OK, let me see if I have this right...
No, let's start over. This will be one of the strangest blogs you've read on this site. I'm wondering if someone spiked my Starbucks this morning.
I used to think I could read.
Buster Olney wrote a provocative little piece this morning about Manny's troubles. Buster Olney may be the best sportswriter in America. If you haven't read "The Last Night of the Yankee Dynasty," you must.
But, I could not make heads nor tails of his column on ESPN.com this morning.
Fortunately, he sent me to the LA Times for the original reporting on the latest Manny development. Here it is. See if you can figure it out. I can't.
It made me even more dizzy.
I'd like to explain this supposedly explosive development to you, but I can't. It has something to do with the complicated interplay of drugs and MLB rules affecting this case. Apparently, this interplay argues strongly Manny is lying about what got him in trouble and what he's been doing.
If you can figure it out, let us know.

Data for analysis –

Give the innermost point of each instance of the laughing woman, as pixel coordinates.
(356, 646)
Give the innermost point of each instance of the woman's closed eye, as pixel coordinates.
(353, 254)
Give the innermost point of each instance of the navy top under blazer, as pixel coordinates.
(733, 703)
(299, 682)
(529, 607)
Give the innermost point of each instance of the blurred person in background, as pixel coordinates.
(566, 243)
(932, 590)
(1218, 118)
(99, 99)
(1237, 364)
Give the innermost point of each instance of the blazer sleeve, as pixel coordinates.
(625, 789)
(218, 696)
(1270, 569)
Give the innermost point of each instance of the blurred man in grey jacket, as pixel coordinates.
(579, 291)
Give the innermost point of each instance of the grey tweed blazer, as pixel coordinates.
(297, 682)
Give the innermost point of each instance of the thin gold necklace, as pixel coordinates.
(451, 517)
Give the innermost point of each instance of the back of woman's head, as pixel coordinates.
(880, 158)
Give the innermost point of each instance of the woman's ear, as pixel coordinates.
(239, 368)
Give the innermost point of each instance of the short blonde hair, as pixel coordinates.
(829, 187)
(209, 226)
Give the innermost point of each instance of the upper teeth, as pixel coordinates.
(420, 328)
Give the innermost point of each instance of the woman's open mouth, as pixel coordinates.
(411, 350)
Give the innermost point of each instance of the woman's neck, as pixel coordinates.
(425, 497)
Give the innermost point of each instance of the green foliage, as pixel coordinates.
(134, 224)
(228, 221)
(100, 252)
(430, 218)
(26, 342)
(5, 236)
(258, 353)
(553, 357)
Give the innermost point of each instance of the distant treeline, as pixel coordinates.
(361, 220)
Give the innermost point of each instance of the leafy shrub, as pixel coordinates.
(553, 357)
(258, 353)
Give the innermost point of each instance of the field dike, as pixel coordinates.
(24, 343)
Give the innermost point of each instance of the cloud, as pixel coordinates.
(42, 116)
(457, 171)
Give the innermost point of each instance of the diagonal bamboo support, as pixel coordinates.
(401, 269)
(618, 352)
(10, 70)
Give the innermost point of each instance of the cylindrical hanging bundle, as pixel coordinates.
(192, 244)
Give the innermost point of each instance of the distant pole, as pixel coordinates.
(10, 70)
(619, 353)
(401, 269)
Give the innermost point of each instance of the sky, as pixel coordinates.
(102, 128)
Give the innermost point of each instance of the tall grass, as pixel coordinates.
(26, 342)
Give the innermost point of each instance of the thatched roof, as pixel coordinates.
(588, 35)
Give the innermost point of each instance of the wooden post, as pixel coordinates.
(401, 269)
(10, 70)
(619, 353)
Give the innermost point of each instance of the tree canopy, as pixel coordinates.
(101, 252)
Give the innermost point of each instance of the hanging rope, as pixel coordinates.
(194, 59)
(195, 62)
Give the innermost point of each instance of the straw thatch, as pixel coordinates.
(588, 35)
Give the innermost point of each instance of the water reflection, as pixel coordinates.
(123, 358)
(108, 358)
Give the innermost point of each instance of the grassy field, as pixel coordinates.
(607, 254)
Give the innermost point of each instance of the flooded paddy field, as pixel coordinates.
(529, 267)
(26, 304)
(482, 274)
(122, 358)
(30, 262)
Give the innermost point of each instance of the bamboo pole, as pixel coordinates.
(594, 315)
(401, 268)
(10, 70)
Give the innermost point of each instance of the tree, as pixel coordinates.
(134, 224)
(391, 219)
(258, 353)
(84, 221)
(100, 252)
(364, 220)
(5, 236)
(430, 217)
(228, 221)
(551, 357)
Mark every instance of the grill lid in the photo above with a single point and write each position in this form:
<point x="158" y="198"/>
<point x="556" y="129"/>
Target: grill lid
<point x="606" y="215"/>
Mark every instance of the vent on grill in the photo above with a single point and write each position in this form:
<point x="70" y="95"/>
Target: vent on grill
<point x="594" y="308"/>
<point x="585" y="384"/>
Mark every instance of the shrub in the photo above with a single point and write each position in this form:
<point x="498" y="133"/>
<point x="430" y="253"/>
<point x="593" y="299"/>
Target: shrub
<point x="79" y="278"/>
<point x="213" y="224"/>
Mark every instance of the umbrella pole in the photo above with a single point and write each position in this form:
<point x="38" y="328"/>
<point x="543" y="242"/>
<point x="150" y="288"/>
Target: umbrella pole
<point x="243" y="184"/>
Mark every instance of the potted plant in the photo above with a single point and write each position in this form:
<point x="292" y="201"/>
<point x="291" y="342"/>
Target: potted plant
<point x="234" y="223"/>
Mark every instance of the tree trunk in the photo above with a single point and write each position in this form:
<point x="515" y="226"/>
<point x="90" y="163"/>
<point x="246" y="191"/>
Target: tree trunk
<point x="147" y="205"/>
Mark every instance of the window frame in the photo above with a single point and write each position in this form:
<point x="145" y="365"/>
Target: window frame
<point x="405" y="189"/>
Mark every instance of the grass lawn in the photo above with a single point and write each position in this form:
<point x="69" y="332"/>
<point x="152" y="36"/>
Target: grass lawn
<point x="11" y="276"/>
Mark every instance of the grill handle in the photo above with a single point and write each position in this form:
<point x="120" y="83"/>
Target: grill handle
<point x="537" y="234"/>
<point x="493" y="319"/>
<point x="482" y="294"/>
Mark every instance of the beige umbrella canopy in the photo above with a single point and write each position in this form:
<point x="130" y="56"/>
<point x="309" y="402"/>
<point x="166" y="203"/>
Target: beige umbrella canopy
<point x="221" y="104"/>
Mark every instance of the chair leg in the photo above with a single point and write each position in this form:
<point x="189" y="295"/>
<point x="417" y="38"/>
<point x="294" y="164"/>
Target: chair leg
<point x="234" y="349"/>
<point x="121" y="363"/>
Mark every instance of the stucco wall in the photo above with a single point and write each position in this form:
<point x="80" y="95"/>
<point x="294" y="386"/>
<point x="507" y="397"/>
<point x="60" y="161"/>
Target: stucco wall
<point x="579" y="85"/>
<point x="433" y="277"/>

To do –
Write the next part of the blog post about Manny's troubles and Buster Olney's column, picking up after its last sentence.

Response –
While you're puzzling, two disturbing things do seem clear:
1) Olney's conclusion appears sound. Manny juiced up for the big payday and the fans, the owner, the team, all the players who came before him and the record books, were cheated. Manny didn't cheat AT the sport, he cheated the sport.
2) It is a good guess Manny did not act alone. The grassy knoll just appeared on the horizon. Manny is a hitter and a character, Manny is Manny, but Manny is not a chemist. And, if it takes a chemist to unravel the scheme, Manny did not concoct the scheme.
Who did? Maybe I've watched one too many NCIS reruns, or I'm remembering Deepthroat's advise to The Boys, but the first question you have to ask is who stands to gain the most from a $45 million Manny Ramirez contract?
This is, I think, a question somebody in Bud Selig's office needs to be asking.